***** Texte retenu

Intervention de Bruno Retailleau

Réunion du 26 juillet 2018 à 15h00
Lutte contre la manipulation de l'information — Discussion générale commune

Photo de Bruno RetailleauBruno Retailleau :

Je voudrais commencer par dire, madame la ministre, combien ce moment est rare : nous avons peu de souvenirs, dans nos mémoires, de cas où deux commissions, des commissions importantes, compétentes, celle des lois, celle de la culture, aient fait le choix, à la quasi-unanimité de leurs membres, de la question préalable. Ce choix est partagé sur l’ensemble des travées de cet hémicycle : la très grande majorité, transpartisane, des expressions que vous avez pu entendre milite pour le rejet de ces textes.

Une telle situation n’est pourtant pas dans la logique habituelle du Sénat : notre logique à nous – vous le savez bien – est au contraire d’entrer dans un texte, pour essayer d’en améliorer les dispositions. Si, aujourd’hui, nous avons fait le choix de ces questions préalables, c’est parce que nous considérons que ces textes forment un bloc et qu’ils sont, en quelque sorte, irréparables.

**********

### Objectif 1
Mettez à jour le passage de l'intervention qui va de « Une telle situation » jusqu'à « quelque sorte, irréparables. » inclus, en remplaçant « Sénat » par « Parlement ».
### Objectif 2
D'après l'intervention, quelles commissions ont choisi la question préalable ?
### Objectif 3
Dressez la liste de toutes les instances parlementaires nommées dans l'intervention.

***** Données fournies

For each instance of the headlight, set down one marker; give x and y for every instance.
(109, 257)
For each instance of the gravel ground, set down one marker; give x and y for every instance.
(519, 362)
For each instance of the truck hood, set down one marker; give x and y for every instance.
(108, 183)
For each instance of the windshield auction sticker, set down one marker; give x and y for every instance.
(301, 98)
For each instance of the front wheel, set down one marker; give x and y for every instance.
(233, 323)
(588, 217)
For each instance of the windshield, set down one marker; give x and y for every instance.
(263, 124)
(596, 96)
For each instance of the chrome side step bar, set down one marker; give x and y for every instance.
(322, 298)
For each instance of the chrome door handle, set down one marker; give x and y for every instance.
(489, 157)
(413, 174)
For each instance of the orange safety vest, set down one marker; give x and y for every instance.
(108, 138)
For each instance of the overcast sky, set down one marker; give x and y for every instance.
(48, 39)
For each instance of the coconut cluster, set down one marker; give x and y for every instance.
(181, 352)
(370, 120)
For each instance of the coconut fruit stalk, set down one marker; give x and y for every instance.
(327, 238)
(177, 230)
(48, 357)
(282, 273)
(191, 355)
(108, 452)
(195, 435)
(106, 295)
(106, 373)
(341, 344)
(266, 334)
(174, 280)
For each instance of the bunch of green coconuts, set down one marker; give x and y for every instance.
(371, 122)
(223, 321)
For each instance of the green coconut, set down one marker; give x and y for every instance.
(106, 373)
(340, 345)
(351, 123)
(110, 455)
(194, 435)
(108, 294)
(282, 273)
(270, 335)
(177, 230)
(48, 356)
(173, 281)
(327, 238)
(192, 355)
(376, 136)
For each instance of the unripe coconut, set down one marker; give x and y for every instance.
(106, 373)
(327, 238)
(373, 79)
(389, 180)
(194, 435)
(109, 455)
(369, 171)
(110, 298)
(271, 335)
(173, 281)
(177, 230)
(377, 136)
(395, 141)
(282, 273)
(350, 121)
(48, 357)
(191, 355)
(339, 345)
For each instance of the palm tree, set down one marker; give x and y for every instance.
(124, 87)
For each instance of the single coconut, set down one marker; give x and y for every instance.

**********

### Réponse complète 1
Une telle situation n’est pourtant pas dans la logique habituelle du Parlement : notre logique à nous – vous le savez bien – est au contraire d’entrer dans un texte, pour essayer d’en améliorer les dispositions. Si, aujourd’hui, nous avons fait le choix de ces questions préalables, c’est parce que nous considérons que ces textes forment un bloc et qu’ils sont, en quelque sorte, irréparables.

### Réponse complète 2
La commission des lois et la commission de la culture.

### Réponse complète 3
La commission des lois, la commission de la culture et le Sénat.